++++ TEXT SHOWN ++++
There is a particular kind of fatigue that is difficult to explain. Tiredness after a long day or a bad night's sleep is comprehensible. But that heaviness that sits behind the eyes, that fog that makes simple tasks feel effortful, that sense that your body is running at half-capacity no matter how much you rest - now that's something else entirely.
You wake up tired, move through the day tired, go to bed tired. When you finally decide that this is not sustainable and seek help, the answer is often the same: Your tests look perfectly normal.
"Normal" is a statistical construct built from population averages, designed to be broad enough to encompass variation but sometimes not precise enough to capture how a body actually feels when it is functioning well. In fact, scientific understanding of "normal" ranges in female human biology has historically suffered from significant failures, primarily due to the exclusion of females from clinical research and the treatment of us as small men (watch Stacy Sims, Ph.D., break down the folly of this dominant perspective in science). This has resulted in a reliance on male-derived data for diagnostic ranges and drug dosages, leading to misdiagnoses and gaps in care.
A prime example of this is the standardisation of the menstrual cycle as 28 days, yet I'm sure any one of us can easily name at least five other women we know whose menstrual cycles are much shorter or much longer than that. And even for them, everything looks perfectly normal.
You can sit comfortably within normal ranges and still feel far from yourself.
What looks like inconsistency is often a pattern we have not been taught to see.
For women, fatigue is rarely just fatigue. It is often layered into the quiet work of the endocrine system, whose work is constant, cyclical, and largely invisible.
Hormones do not only govern reproduction. They regulate sleep, mood, energy, metabolism, and stress - across postpartum, perimenopause, menopause, and the long middle years in between.
++++ DATASET EXTRACT ++++
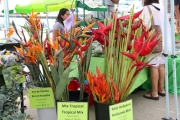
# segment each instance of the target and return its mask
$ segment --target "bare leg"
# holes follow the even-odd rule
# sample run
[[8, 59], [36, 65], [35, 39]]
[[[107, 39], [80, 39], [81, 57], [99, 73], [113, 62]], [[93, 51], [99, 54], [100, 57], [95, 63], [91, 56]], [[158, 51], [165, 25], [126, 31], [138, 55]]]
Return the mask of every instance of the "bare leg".
[[165, 77], [164, 64], [159, 65], [158, 72], [159, 72], [158, 90], [160, 93], [165, 93], [165, 91], [164, 91], [164, 77]]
++++
» **WHAT YOU NEED TO DO**
(a) Rewrite the paragraph of the text on women's fatigue that begins with "'Normal' is a statistical construct" as a short list that keeps its main facts.
(b) Carry the text on women's fatigue forward, starting after its final sentence.

» **ACTIVITY ANSWERS**
(a)
- "Normal" ranges are statistical constructs built from population averages. They are broad enough to cover variation but sometimes too imprecise to capture how a body feels when it is functioning well.
- Scientific understanding of "normal" ranges in female biology has historically suffered significant failures. This is mainly because females were excluded from clinical research and treated as small men.
- As a result, diagnostic ranges and drug dosages have relied on male-derived data, leading to misdiagnoses and gaps in care.

(b)
Across a single month, the body may shift, but across years, it recalibrates.
So what is experienced as fluctuation, i.e., energy one week, depletion the next, is explained away as lifestyle. Or worse, as a personality.
When everything is looked at separately, nothing fully explains itself.
Depletion is not always dramatic. Iron levels may not present as anaemia but still be insufficient. Thyroid markers can fall within reference limits but not reflect optimal function. Deficiencies can exist in ways that are not immediately flagged.
The same is true of other forms of depletion. Nutritional gaps. Postpartum recovery truncated by a return to work and the immediate demands of life. Cycles of stress that are never resolved, only absorbed.
None of these necessarily trigger alarm in standard testing, but your body keeps the record.
Furthermore, modern medicine is precise yet fragmented. The thyroid is assessed separately from iron, hormones are evaluated separately from sleep, and mental health is considered separately from physical health.
Each system, on its own, may appear intact, but it is well understood that the body does not function in isolation.
Fatigue ought to be understood as the accumulation of small imbalances across systems; none dramatic enough on their own, but together, enough to be felt.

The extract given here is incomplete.